Copy out every line of the records below word for word, from the first to the last.

====================

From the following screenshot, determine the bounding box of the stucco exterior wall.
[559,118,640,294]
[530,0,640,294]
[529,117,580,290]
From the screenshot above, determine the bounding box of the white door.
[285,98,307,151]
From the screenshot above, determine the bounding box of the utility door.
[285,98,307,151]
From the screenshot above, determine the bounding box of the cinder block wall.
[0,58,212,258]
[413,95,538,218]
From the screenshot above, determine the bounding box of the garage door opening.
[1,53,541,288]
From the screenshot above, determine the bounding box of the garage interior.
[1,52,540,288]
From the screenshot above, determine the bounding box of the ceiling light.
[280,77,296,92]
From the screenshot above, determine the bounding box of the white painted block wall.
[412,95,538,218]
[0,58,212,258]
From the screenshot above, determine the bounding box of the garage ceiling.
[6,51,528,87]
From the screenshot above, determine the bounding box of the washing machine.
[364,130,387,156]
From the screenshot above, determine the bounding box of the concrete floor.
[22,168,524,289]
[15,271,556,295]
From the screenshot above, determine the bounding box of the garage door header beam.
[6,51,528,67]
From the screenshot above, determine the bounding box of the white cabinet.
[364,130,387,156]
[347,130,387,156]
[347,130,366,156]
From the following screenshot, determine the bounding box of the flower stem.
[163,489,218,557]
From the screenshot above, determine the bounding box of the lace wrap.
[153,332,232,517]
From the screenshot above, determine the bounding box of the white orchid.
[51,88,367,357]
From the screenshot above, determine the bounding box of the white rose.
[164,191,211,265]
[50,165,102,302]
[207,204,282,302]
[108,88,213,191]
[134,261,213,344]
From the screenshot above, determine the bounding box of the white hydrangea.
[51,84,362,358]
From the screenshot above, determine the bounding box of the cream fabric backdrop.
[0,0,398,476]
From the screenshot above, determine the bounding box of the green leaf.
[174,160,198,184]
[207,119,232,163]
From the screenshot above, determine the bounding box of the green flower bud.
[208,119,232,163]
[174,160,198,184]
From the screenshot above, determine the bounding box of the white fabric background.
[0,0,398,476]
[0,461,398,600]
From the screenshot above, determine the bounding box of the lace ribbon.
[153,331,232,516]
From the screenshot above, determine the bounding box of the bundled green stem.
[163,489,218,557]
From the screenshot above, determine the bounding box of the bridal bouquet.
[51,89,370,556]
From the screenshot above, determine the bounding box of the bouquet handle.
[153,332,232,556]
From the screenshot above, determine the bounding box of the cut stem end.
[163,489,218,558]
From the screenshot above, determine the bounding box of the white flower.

====================

Solution to this exercise:
From the following screenshot, determine the bounding box of the stucco exterior wall.
[559,118,640,294]
[530,0,640,294]
[529,117,580,290]
From the screenshot above, determine the bounding box of the white door.
[285,98,307,151]
From the screenshot above, determine the bounding box of the utility door.
[285,98,307,151]
From the screenshot above, determine the bounding box of the cinder block wall.
[0,58,212,258]
[413,95,538,218]
From the screenshot above, determine the bounding box of the garage door opening.
[1,53,541,288]
From the screenshot above, determine the bounding box of the garage interior.
[1,52,540,288]
From the screenshot above, determine the bounding box of the ceiling light.
[280,77,296,92]
From the screenshot above, determine the bounding box of the white painted block wall.
[412,95,538,218]
[0,58,212,258]
From the screenshot above, determine the bounding box of the garage ceiling.
[6,51,528,87]
From the screenshot above, determine the bounding box of the washing machine.
[364,130,387,156]
From the screenshot above, determine the bounding box of the concrete floor.
[22,168,524,289]
[15,271,556,295]
From the screenshot above, determine the bounding box of the garage door header beam.
[6,51,528,67]
From the screenshot above, determine the bounding box of the white cabinet.
[364,130,387,156]
[347,130,387,156]
[347,130,366,156]
From the following screenshot, determine the bounding box of the flower stem.
[163,489,218,557]
From the screenshot above, determine the bounding box of the lace wrap.
[153,332,232,517]
From the screenshot above, determine the bounding box of the white orchid.
[51,88,367,357]
From the screenshot above, determine the bounding box of the white rose.
[164,191,211,265]
[50,165,102,302]
[207,204,282,302]
[108,88,213,191]
[134,261,213,344]
From the screenshot above, determine the bounding box of the white hydrangea.
[51,84,362,358]
From the screenshot above, determine the bounding box of the cream fabric backdrop.
[0,0,398,476]
From the screenshot above, determine the bounding box of the green leaf.
[174,160,198,184]
[207,119,232,163]
From the screenshot above, determine the bounding box of the green flower bud.
[208,119,232,163]
[174,160,198,184]
From the screenshot above, determine the bounding box of the white fabric background.
[0,0,398,476]
[0,461,398,600]
From the screenshot above, determine the bounding box of the lace ribbon.
[153,331,232,516]
From the screenshot above, determine the bounding box of the bundled green stem.
[163,489,218,557]
From the screenshot above, determine the bounding box of the bridal bouquet.
[51,89,370,556]
From the screenshot above, determine the bounding box of the bouquet handle.
[153,332,232,556]
From the screenshot above, determine the bounding box of the cut stem end.
[163,489,218,558]
From the screenshot above, determine the bounding box of the white flower.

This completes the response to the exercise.